Словенская земля или почему не сложились племенные названия у словаков и словенцев.
Спойлер
Алимов Д.Е.Этногенез хорватов: формирование хорватской этнополитической общности в VII–IX вв.
Необычная мобильность этих поставарских властителей (ярким образом проявившаяся в политической судьбе Прибины и стремительном превращении Браслава из посавского князя в правителя большой части Паннонии), подчеркнутое отсутствие связи между ними и какими-либо «племенными» структурами (за исключением периферийной по отношению к ядру бывшего Аварского каганата Моравии, где все же успело сформироваться «племя мораван») уже обращали на себя внимание исследователей 909. Но как следует объяснить эти особенности местного политического ландшафта? В свое время Тржештик, указав на отсутствие «племенной» легитимации у Людевита, назвал данную ситуацию «незавершенным этногенезом», полагая, что в Посавской Паннонии в IX в. этнополитическая общность (gens) просто не успела сложиться 910. Данное замечание представляется логичным в том смысле, что, в отличие от славян других регионов Европы, славяне Карпатской котловины должны были находиться под более прочным контролем аваров, продолжавшимся вплоть до падения каганата около 800 г.,притом что к началу X в. они уже оказались под властью венгров. По всей видимости, жесткая военно-политическая структура Аварского каганата исключала возможность для местных славянских элит деятельности, благоприятной для локальных этногенетических процессов, вплоть до периода дезинтеграции аварской политии на рубеже VIII–IX вв 911.

**Задание**.
Повторите дословно отрывок текста о словенской земле между «Словенская земля или» и «в VII–IX вв.» включительно. Следующие пункты взяты из другого источника.

**Содержимое набора**.
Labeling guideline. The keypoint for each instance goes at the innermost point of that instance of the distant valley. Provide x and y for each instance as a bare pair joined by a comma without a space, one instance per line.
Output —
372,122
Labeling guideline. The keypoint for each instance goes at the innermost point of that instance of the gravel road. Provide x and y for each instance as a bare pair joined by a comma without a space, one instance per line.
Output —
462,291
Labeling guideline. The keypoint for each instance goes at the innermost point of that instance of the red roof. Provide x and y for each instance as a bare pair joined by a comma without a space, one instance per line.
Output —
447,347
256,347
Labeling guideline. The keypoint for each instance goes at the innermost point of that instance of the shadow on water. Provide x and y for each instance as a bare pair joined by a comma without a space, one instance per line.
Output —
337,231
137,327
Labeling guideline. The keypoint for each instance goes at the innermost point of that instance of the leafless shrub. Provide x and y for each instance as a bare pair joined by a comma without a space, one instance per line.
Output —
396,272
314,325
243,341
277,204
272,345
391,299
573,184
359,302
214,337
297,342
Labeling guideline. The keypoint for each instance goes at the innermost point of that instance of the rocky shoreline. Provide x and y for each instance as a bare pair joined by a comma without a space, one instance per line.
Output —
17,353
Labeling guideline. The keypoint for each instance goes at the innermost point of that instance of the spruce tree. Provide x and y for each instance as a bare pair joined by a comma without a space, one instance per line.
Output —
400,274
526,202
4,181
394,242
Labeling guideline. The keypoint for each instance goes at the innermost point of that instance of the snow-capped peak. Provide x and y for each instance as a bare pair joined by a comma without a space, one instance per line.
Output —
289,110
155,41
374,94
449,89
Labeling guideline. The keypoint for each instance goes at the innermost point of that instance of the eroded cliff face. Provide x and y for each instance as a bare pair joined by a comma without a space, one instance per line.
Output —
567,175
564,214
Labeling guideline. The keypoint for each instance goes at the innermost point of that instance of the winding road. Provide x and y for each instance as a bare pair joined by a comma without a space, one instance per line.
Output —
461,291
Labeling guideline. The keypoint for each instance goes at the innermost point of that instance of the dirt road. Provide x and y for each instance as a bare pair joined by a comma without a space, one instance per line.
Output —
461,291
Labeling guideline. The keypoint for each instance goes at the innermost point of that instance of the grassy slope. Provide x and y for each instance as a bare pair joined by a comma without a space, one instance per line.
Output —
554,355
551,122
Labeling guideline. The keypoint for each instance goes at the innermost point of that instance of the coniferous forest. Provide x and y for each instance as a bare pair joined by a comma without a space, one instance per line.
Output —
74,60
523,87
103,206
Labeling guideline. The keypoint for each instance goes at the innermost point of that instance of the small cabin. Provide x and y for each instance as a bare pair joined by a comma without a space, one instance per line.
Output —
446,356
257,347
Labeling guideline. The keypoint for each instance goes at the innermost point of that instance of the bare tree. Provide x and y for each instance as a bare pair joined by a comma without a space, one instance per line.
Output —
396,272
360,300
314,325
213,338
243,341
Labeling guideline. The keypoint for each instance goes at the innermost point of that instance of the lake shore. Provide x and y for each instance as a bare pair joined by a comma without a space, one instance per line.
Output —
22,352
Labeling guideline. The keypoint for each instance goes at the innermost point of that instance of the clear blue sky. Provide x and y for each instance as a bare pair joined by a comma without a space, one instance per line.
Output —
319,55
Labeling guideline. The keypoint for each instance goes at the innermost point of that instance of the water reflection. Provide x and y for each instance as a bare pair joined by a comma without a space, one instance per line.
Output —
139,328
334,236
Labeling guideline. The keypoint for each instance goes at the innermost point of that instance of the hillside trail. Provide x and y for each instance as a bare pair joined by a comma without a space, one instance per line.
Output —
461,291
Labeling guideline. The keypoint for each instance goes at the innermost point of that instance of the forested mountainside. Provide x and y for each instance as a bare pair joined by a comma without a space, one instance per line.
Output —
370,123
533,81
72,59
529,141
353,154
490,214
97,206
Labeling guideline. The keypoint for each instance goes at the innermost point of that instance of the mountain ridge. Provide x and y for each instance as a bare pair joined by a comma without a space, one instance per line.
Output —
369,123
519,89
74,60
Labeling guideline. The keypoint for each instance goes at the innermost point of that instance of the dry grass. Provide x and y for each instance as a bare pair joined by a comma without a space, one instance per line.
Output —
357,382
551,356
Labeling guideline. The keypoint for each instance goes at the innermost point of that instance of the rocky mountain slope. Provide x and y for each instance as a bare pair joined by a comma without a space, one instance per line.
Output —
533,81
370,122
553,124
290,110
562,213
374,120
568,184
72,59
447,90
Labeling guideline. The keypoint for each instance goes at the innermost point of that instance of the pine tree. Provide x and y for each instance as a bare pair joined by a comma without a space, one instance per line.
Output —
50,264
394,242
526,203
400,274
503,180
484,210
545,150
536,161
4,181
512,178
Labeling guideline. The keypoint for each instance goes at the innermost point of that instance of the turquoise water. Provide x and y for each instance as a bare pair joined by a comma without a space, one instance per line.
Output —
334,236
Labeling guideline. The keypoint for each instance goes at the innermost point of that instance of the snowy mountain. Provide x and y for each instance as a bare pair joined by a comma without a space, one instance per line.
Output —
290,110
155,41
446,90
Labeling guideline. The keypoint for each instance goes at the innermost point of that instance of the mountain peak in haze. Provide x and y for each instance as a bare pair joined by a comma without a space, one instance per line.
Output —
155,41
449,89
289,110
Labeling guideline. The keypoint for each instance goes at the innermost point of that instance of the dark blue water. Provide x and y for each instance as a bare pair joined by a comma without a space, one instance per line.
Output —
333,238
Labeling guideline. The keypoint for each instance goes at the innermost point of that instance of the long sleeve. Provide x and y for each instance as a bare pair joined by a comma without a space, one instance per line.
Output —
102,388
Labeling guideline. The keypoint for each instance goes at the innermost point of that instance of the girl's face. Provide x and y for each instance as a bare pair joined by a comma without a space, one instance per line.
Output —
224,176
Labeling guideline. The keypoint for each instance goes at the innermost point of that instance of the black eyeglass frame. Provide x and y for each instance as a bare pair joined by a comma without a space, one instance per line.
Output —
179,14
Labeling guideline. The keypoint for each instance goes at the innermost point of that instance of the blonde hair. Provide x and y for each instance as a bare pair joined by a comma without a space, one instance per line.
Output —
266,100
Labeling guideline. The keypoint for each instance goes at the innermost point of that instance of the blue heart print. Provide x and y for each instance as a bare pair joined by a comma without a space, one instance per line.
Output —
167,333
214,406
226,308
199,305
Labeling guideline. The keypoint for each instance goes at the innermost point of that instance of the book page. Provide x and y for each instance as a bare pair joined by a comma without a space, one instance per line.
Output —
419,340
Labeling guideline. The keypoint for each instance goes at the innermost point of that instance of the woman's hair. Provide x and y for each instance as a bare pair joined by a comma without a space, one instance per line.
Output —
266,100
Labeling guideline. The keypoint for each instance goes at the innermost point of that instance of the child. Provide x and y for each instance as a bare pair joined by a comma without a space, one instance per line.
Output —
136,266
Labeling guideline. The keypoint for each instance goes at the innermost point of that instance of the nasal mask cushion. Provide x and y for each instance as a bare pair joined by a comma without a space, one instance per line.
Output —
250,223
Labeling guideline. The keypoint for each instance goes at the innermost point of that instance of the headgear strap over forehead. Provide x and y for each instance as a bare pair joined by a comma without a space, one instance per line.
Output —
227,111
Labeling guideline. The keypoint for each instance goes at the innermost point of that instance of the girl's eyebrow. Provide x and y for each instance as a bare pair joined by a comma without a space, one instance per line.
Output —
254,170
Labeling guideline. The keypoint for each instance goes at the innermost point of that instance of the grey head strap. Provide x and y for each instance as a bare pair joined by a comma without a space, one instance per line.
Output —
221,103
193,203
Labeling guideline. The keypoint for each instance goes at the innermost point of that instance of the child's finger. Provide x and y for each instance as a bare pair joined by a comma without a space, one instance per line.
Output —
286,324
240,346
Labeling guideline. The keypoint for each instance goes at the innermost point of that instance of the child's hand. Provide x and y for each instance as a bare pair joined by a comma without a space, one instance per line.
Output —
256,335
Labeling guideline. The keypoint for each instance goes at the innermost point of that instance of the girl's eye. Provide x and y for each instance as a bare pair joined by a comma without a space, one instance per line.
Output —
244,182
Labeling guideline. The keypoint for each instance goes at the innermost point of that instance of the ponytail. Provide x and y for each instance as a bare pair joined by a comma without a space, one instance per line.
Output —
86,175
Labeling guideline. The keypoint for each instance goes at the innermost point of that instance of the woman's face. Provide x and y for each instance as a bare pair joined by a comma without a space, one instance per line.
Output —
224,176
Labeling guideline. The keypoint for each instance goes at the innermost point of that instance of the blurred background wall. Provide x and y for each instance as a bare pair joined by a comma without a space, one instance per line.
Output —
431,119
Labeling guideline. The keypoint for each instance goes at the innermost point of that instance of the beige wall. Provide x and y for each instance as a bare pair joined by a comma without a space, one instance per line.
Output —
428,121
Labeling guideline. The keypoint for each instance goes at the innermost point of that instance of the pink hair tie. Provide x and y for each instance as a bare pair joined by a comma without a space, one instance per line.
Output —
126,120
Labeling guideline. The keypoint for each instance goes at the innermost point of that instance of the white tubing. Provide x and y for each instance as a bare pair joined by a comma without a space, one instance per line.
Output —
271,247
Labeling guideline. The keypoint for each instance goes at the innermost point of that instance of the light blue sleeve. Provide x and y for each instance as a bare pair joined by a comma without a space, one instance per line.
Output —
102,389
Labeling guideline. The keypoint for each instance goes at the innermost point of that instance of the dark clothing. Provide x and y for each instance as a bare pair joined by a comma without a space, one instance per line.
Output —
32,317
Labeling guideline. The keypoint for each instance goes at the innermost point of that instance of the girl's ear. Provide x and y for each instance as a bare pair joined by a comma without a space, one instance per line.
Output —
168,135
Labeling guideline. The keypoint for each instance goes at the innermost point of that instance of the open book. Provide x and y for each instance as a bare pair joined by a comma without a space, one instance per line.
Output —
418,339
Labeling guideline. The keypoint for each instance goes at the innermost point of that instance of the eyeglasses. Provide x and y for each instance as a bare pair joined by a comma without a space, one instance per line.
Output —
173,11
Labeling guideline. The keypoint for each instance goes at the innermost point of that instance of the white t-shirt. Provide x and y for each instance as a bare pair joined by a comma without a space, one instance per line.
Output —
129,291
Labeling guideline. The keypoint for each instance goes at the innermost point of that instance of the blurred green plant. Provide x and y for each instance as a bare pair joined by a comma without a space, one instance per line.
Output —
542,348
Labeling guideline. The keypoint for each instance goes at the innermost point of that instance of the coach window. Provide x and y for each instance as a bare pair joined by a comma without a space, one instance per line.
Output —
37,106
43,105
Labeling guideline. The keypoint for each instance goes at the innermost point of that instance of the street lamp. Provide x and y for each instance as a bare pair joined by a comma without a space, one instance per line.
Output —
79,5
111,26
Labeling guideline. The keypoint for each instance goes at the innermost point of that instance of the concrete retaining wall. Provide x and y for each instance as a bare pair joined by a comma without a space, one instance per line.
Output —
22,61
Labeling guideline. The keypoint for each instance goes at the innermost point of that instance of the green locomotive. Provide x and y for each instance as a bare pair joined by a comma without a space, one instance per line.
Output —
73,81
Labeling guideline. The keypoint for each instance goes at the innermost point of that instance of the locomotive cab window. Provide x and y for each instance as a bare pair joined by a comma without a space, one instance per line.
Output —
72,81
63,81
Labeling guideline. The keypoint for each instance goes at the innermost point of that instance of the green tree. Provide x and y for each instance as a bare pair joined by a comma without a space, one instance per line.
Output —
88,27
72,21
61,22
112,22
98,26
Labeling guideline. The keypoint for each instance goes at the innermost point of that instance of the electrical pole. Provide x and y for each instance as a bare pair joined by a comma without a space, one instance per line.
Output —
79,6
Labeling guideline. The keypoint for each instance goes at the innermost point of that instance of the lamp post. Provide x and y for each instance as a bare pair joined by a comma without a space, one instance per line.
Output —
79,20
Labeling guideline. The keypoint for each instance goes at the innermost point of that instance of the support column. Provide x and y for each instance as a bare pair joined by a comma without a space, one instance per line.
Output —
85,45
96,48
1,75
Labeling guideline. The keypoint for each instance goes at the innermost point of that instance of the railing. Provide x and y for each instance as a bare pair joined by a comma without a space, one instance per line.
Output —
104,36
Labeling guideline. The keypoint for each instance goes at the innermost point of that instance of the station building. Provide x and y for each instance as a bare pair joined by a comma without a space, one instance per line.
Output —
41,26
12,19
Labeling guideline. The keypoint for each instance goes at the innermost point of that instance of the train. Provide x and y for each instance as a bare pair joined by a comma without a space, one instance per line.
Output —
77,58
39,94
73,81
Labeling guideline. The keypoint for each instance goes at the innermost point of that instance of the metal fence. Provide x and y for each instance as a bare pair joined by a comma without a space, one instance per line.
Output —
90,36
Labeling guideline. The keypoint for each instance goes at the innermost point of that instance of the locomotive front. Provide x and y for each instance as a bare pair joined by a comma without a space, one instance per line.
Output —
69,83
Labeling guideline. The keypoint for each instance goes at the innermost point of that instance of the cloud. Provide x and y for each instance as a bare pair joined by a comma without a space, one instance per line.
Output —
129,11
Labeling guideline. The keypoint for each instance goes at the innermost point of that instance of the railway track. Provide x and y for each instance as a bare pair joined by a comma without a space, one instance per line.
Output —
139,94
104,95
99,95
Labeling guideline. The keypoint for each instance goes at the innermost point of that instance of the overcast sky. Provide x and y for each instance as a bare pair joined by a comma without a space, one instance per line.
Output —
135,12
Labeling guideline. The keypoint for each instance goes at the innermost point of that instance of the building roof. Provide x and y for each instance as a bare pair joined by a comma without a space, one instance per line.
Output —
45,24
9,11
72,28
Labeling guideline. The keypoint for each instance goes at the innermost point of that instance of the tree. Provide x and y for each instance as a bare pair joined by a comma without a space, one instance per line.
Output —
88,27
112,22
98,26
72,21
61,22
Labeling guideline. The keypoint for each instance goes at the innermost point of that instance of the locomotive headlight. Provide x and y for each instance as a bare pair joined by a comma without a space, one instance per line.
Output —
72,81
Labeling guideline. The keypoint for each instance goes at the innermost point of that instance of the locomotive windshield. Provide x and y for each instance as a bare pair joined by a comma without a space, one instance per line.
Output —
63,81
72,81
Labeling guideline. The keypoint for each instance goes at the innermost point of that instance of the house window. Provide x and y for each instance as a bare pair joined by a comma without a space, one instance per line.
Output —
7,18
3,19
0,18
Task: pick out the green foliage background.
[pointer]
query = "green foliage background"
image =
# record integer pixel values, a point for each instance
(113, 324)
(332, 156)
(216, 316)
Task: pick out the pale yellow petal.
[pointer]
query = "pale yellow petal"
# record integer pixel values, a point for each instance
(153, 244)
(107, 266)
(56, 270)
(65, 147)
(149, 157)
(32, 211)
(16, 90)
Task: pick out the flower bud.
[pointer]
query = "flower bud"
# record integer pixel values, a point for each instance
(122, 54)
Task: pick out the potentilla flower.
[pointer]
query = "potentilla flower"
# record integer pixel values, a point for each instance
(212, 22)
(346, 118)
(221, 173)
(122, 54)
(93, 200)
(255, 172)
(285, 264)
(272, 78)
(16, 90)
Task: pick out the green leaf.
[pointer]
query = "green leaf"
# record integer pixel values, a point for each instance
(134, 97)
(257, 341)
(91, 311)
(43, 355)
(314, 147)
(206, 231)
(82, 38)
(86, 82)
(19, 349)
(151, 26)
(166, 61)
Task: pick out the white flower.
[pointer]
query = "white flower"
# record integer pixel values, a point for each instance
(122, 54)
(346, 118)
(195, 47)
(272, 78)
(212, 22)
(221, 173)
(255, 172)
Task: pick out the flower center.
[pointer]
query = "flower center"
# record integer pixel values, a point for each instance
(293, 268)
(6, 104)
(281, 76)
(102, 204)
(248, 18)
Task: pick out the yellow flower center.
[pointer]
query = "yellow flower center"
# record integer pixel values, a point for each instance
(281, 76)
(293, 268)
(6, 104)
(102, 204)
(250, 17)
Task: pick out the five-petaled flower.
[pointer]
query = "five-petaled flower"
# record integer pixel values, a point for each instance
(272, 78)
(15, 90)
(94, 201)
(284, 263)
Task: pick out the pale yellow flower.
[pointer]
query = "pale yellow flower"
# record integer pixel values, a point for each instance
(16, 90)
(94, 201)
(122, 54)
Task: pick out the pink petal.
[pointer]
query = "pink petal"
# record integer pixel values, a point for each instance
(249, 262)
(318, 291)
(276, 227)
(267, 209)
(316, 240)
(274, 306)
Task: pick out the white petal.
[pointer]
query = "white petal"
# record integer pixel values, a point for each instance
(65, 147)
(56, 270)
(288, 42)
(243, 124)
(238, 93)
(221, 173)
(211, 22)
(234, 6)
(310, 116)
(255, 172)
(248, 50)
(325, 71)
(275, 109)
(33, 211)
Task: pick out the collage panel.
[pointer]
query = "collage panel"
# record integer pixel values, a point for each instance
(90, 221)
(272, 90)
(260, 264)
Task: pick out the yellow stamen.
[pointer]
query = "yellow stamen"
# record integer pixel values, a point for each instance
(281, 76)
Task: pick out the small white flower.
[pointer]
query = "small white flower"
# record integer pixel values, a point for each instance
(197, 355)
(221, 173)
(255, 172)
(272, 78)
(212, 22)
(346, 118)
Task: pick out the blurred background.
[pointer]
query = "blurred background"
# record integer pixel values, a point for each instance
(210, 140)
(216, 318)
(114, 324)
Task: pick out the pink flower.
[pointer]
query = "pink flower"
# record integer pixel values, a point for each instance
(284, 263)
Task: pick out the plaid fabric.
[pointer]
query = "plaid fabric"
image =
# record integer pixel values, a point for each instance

**Ответ**.
Словенская земля или почему не сложились племенные названия у словаков и словенцев.
Спойлер
Алимов Д.Е.Этногенез хорватов: формирование хорватской этнополитической общности в VII–IX вв.